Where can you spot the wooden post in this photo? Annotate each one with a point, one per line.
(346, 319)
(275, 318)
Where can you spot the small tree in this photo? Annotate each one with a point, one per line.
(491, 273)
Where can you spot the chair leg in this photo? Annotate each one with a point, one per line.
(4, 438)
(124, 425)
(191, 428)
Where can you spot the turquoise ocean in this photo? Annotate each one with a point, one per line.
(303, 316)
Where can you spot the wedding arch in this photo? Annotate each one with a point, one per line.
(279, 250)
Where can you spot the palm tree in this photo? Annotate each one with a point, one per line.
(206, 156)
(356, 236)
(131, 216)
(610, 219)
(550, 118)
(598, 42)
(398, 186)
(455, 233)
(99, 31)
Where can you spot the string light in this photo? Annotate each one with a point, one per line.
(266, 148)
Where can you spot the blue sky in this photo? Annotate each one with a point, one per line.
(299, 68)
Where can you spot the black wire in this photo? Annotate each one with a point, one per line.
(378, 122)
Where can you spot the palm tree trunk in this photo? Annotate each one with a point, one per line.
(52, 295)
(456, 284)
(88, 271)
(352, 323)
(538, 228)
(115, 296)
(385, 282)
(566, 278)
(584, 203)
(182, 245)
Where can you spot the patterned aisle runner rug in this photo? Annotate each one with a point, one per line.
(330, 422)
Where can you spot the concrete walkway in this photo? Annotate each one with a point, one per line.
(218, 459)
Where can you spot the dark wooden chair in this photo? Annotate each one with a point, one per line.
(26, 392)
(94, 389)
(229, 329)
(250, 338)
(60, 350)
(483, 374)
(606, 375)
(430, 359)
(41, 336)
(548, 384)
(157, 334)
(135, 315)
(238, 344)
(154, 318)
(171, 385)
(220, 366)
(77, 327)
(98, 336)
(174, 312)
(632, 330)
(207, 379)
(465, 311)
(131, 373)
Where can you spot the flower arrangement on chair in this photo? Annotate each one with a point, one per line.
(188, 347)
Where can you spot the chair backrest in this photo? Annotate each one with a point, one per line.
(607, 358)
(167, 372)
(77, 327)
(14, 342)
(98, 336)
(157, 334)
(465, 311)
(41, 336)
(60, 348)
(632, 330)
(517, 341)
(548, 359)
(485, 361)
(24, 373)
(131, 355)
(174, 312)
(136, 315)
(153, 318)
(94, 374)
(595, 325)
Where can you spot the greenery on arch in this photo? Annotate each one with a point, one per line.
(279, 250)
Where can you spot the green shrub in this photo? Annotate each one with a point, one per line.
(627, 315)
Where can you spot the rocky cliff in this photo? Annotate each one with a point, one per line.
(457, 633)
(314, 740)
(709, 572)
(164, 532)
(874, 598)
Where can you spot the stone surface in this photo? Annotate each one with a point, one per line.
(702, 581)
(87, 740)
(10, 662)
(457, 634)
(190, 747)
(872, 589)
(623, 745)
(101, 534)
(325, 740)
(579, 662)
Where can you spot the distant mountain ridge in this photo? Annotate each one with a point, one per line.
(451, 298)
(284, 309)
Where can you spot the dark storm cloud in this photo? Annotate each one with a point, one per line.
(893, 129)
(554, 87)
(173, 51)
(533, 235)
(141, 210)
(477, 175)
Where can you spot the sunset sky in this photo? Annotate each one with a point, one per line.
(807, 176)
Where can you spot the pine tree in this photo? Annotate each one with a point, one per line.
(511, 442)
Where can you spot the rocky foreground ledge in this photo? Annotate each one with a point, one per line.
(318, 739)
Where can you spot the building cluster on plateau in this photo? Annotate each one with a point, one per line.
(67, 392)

GIVEN PROBLEM: From the row containing "Where can you spot the building" through the end of the rows, write the rows out again with "plateau" changed to "hilltop" and nothing else altered.

THE OUTPUT:
Where can you spot the building cluster on hilltop in this photo? Annotate each one with a point, one per line.
(67, 392)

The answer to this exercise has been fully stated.